■ **AUFGABENSTELLUNG**
Gib aus dem Text über die Simulation von Wassermolekülen den Abschnitt von „Unter Berücksichtigung der“ bis einschließlich „Mitautor der Publikation.“ Wort für Wort wieder.

■ **DOKUMENTTEXT**
---

Unter Berücksichtigung der Wasserstoffbrückenbindungen zwischen den Wassermolekülen errechneten die Computer die Bewegungen der vielen Moleküle unter Einfluss steigenden Unterdrucks und integrierten sie über die Zeit. „Das Ergebnis ist eine Art Film, der uns zeigt, wie sich innerhalb von Sekundenbruchteilen die molekularen Strukturen in der Box verändern“, erklärt Roland Netz. „Durch temperaturbedingte, zufällige Bewegungen der Wassermoleküle bilden sich in der Flüssigkeit regelmäßig kleine Hohlräume. Wegen der Kohäsionskräfte des Wassers schließen sie sich rasch wieder“, sagt Philip Loche, Doktorand von Roland Netz und Mitautor der Publikation.

---

■ **ERFASSTE DATEN**
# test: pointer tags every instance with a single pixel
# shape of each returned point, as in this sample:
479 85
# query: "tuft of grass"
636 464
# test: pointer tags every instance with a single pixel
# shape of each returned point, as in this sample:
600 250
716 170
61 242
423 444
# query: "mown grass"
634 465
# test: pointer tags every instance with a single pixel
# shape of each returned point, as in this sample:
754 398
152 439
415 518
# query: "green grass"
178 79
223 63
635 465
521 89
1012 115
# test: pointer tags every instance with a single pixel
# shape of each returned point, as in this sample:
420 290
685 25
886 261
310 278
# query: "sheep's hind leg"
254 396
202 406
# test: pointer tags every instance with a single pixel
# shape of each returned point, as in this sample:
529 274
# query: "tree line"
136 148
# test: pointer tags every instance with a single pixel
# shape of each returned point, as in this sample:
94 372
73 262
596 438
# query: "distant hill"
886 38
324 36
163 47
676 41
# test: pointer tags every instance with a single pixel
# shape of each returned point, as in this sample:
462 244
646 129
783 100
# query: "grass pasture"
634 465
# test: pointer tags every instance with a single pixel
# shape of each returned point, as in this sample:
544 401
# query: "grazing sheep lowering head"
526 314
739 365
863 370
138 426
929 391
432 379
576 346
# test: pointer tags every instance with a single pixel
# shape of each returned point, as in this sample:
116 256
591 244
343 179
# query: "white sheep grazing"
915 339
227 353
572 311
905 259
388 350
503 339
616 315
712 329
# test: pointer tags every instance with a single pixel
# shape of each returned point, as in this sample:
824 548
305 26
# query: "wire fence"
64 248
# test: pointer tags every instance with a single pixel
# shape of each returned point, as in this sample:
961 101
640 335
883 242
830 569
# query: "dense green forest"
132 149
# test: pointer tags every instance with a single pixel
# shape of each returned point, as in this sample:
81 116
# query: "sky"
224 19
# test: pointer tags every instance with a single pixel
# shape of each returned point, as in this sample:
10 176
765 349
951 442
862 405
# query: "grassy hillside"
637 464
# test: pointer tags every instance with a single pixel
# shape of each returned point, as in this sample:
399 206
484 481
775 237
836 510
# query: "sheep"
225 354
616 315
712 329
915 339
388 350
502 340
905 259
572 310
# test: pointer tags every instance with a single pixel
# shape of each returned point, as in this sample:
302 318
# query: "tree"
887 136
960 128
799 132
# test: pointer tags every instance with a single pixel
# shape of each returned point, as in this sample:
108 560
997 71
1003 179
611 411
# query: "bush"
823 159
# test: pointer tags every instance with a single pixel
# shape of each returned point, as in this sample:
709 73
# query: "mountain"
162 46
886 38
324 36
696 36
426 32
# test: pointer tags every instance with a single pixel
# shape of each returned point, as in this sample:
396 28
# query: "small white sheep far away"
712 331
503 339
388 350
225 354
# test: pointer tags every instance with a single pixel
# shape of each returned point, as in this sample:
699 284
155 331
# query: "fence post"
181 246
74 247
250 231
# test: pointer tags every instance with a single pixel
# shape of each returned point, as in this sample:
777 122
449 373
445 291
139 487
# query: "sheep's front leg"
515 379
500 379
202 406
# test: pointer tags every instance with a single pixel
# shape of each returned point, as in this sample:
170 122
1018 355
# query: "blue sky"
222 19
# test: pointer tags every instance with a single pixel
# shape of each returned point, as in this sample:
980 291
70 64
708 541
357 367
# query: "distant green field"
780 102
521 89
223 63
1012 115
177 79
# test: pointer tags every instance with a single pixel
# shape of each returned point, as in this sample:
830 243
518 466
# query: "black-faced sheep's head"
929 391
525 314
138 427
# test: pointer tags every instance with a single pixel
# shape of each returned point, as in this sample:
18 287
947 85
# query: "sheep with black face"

---

■ **ERGEBNIS**
Unter Berücksichtigung der Wasserstoffbrückenbindungen zwischen den Wassermolekülen errechneten die Computer die Bewegungen der vielen Moleküle unter Einfluss steigenden Unterdrucks und integrierten sie über die Zeit. „Das Ergebnis ist eine Art Film, der uns zeigt, wie sich innerhalb von Sekundenbruchteilen die molekularen Strukturen in der Box verändern“, erklärt Roland Netz. „Durch temperaturbedingte, zufällige Bewegungen der Wassermoleküle bilden sich in der Flüssigkeit regelmäßig kleine Hohlräume. Wegen der Kohäsionskräfte des Wassers schließen sie sich rasch wieder“, sagt Philip Loche, Doktorand von Roland Netz und Mitautor der Publikation.